▶ **Material erkunden**:
**a)** Geben Sie den Abschnitt des Ausgangstexts von "Susan Leigh Star: Die" bis "1999, S. 37–54." wortgetreu wieder.
**b)** Übersetzen Sie folgenden Satz aus dem Ausgangstext ins Englische: „Wenn Amateursammler ein Tier erbeuteten, waren sie mit einem standardisierten Formular ausgerüstet.“

▶ **Ausgangstext**:
□ □ □ □ □
Sowohl in der Neurophysiologie als auch in der Biologie fand die Arbeit an hochgradig verteilten Orten statt und wurde von einer Reihe verschiedener Personen durchgeführt. Wenn Amateursammler ein Tier erbeuteten, waren sie mit einem standardisierten Formular ausgerüstet. Im Krankenhaus war es ähnlich: Nachtwächter bekamen Formulare ausgehändigt, in denen sie Daten über die epileptischen Anfälle und die entsprechenden Symptome eines Patienten auf standardisierte Weise aufnehmen sollten. Diese Informationen wurden später auf eine größere Datenbasis übertragen, die von klinischen Forschern bei dem Versuch zusammengetragen wurden, Theorien der Funktion des Gehirns und Nervensystems aufzustellen. Die Ergebnisse dieses Grenzobjekttyps sind standardisierte Indizes und das, was Latour »immutable mobiles« nennen würde – Objekte, die über eine weite Distanz transportiert werden können und unveränderliche Information aufweisen. Die Vorzüge solcher Objekte liegen in der Löschung lokaler Unsicherheiten, wie z. B. beim Sammeln von Tieren oder bei der Beobachtung epileptischer Anfälle. Etiketten und Formulare können Teil von Repositorien werden, oder auch nicht.

Susan Leigh Star: Die Struktur schlecht strukturierter Lösungen. Grenzobjekte und heterogenes verteiltes Problemlösen. In: Susan Leigh Star. Grenzobjekte und Medienforschung. Hg. v. Sebastian Gießmann u. Nadine Taha. Bielefeld: transcript 2017 (Locating Media/Situierte Medien Bd. 10), S.131–150, hier S. 145f.
Erstveröffentlichung: Star, Susan L.: The Structure of Ill-Structured Solutions. Boundary Objects and Heterogeneous Distributed Problem Solving. In: Les Gasser/Michael N. Huhns (Hg.): Distributed Artificial Intelligence Vol. 2, London/San Mateo, CA: Pitman, Morgan Kaufmann 1999, S. 37–54.
□ □ □ □ □
▶ **Vorliegende Zeilen**:
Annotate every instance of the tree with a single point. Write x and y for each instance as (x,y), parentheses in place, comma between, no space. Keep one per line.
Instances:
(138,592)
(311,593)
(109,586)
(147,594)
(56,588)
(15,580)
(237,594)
□ □ □ □ □
▶ **Erwartete Ergebnisse**:
**a)**
Susan Leigh Star: Die Struktur schlecht strukturierter Lösungen. Grenzobjekte und heterogenes verteiltes Problemlösen. In: Susan Leigh Star. Grenzobjekte und Medienforschung. Hg. v. Sebastian Gießmann u. Nadine Taha. Bielefeld: transcript 2017 (Locating Media/Situierte Medien Bd. 10), S.131–150, hier S. 145f.
Erstveröffentlichung: Star, Susan L.: The Structure of Ill-Structured Solutions. Boundary Objects and Heterogeneous Distributed Problem Solving. In: Les Gasser/Michael N. Huhns (Hg.): Distributed Artificial Intelligence Vol. 2, London/San Mateo, CA: Pitman, Morgan Kaufmann 1999, S. 37–54.

**b)** When amateur collectors captured an animal, they were equipped with a standardized form.